Point labeling dataset excerpts
************
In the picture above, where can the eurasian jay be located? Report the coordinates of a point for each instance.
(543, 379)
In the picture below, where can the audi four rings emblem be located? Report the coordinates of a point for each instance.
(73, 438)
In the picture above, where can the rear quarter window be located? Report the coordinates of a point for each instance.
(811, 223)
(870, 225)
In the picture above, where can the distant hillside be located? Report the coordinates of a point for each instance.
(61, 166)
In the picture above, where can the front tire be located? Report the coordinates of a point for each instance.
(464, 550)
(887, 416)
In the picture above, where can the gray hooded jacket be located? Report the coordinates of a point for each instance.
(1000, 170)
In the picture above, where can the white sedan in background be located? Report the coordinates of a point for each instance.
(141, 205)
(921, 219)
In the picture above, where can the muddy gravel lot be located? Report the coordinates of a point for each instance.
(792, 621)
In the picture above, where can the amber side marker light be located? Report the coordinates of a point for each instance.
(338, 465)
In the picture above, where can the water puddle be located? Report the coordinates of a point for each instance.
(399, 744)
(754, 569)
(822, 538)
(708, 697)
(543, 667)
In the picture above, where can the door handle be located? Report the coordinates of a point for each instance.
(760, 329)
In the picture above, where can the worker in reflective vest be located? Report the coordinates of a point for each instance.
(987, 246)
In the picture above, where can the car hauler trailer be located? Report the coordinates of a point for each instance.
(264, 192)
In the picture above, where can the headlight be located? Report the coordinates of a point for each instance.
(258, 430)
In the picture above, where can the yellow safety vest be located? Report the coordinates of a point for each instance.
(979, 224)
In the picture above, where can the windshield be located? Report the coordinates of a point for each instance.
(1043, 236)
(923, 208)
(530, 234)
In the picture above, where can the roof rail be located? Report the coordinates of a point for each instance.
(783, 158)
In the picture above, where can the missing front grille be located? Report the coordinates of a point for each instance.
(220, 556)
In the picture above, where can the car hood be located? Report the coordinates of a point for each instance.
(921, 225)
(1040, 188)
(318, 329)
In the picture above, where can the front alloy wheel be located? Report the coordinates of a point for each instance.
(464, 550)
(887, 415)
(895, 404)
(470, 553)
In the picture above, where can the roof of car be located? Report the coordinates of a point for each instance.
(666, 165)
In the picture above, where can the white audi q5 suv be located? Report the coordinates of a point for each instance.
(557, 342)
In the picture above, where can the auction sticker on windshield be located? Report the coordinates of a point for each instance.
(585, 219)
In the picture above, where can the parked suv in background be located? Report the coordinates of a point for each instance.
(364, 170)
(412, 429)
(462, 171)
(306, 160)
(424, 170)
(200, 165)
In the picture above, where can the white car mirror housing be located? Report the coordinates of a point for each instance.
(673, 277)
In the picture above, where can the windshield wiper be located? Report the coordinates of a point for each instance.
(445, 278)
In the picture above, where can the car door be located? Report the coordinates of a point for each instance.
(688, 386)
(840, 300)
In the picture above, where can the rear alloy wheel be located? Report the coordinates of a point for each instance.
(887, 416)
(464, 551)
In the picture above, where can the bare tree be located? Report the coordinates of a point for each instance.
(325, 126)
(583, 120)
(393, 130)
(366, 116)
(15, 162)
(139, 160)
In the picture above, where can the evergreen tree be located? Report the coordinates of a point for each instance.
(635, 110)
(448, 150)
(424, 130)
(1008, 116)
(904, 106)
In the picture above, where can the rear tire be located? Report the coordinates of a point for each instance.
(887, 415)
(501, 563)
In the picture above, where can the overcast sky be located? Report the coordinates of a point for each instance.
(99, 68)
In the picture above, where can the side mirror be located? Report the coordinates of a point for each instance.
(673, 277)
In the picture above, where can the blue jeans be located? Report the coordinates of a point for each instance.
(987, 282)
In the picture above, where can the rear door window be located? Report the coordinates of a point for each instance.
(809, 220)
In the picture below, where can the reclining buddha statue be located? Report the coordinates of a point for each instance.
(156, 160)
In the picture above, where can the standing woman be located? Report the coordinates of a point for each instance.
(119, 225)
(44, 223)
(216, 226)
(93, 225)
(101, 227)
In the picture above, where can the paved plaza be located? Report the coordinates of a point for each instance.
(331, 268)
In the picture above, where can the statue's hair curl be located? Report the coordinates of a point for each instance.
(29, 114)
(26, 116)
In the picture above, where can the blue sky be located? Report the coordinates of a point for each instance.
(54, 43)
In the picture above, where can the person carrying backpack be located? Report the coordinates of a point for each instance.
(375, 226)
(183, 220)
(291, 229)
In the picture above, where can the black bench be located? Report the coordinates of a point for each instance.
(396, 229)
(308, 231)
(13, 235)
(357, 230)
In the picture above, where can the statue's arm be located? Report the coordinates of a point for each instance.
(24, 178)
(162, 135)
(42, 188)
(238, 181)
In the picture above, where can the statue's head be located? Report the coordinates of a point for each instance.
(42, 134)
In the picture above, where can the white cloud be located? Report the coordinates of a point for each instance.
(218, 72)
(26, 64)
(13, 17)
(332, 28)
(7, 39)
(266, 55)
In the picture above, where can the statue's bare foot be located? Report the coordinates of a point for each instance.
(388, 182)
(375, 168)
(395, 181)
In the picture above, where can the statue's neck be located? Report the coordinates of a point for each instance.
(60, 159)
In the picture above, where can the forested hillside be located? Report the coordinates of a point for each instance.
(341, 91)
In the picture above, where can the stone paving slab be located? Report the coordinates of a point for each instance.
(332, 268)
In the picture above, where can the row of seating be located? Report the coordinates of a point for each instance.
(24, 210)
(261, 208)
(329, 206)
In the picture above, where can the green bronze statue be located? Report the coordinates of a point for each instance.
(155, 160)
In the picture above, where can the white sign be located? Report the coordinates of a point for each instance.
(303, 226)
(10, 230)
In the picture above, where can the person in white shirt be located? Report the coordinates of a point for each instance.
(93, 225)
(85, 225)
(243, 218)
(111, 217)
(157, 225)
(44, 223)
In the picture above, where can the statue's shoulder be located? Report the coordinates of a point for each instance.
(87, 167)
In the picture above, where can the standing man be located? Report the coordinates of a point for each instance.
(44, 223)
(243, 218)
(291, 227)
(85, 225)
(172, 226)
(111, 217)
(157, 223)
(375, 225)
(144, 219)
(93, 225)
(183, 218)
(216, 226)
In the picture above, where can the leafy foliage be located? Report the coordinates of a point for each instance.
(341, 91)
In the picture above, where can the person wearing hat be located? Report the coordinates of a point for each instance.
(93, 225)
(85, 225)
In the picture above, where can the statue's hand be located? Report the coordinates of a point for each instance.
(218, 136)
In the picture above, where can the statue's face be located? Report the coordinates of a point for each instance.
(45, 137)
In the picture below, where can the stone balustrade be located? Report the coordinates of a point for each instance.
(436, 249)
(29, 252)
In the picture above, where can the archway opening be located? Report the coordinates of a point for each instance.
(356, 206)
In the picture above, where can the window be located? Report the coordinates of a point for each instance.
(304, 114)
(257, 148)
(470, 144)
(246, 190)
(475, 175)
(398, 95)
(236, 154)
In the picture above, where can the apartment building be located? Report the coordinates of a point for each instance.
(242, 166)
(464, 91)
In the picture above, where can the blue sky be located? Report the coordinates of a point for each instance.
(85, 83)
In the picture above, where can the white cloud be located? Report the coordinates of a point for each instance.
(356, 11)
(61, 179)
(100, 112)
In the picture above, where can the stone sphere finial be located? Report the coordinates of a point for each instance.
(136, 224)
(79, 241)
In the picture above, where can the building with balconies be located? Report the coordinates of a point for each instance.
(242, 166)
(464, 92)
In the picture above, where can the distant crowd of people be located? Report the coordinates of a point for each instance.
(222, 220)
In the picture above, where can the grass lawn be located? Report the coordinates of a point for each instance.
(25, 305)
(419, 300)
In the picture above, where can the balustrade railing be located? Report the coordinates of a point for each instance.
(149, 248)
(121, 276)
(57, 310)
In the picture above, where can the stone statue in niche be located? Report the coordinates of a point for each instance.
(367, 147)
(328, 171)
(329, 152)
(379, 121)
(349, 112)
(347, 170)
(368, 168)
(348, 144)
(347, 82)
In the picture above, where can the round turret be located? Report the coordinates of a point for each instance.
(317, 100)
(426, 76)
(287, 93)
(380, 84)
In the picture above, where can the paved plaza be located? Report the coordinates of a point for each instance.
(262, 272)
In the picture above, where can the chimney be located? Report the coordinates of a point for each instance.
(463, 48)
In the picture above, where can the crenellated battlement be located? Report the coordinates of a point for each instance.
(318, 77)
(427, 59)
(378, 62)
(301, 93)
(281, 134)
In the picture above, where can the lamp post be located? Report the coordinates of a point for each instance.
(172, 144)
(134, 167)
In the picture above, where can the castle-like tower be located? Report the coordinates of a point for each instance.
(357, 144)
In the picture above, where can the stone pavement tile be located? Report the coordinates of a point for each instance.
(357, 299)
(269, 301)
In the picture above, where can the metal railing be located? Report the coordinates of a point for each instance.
************
* **What you have to do**
Write out, word for word, every line from the one containing "In the picture above, where can the round" through the last line of the records above.

* **Correct answer**
In the picture above, where can the round turret be located? Report the coordinates of a point for each instance.
(317, 100)
(426, 76)
(287, 93)
(380, 84)
In the picture above, where can the paved plaza be located? Report the coordinates of a point for each instance.
(262, 272)
In the picture above, where can the chimney be located? Report the coordinates of a point for each instance.
(463, 48)
In the picture above, where can the crenellated battlement be located? Report the coordinates of a point for each instance.
(318, 77)
(427, 59)
(378, 62)
(301, 93)
(281, 134)
In the picture above, where can the lamp post be located? Report the coordinates of a point for each instance.
(172, 144)
(134, 167)
In the picture above, where can the castle-like tower be located? Report the coordinates of a point for each instance.
(357, 144)
In the picture above, where can the stone pavement tile be located? Report the coordinates of a point for each instance.
(357, 299)
(269, 301)
In the picture above, where can the metal railing be located? Report the coordinates of a point for each instance.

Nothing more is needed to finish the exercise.